### [EXERCISE DIRECTIONS]
Render every line of the records below as a Markdown table with the columns Row and Record text, one numbered row per line, skipping blank lines. Omit the pictures from the answer.

··········

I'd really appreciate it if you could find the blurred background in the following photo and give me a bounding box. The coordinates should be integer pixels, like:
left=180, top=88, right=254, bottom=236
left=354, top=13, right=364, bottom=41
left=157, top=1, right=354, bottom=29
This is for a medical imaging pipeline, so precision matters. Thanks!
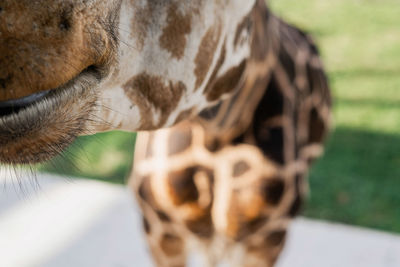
left=40, top=0, right=400, bottom=232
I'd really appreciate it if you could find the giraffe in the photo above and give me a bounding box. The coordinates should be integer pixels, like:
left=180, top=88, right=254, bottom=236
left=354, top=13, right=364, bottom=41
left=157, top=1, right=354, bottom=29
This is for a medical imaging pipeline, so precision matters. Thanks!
left=130, top=3, right=331, bottom=266
left=0, top=0, right=330, bottom=266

··········

### [RESULT OF THIS EXERCISE]
| Row | Record text |
|---|---|
| 1 | I'd really appreciate it if you could find the blurred background in the following photo and give me a bounding box. The coordinates should be integer pixels, like: |
| 2 | left=180, top=88, right=254, bottom=236 |
| 3 | left=354, top=13, right=364, bottom=41 |
| 4 | left=157, top=1, right=354, bottom=29 |
| 5 | This is for a medical imaging pipeline, so precision matters. Thanks! |
| 6 | left=40, top=0, right=400, bottom=232 |
| 7 | I'd really appreciate it if you could find the giraffe in the photo above and give me a bounding box. The coordinates should be integer pixels, like: |
| 8 | left=180, top=88, right=254, bottom=236 |
| 9 | left=354, top=13, right=364, bottom=41 |
| 10 | left=157, top=1, right=354, bottom=29 |
| 11 | This is for a medical imaging pipeline, so precision matters. Thanks! |
| 12 | left=130, top=3, right=331, bottom=266 |
| 13 | left=0, top=0, right=330, bottom=266 |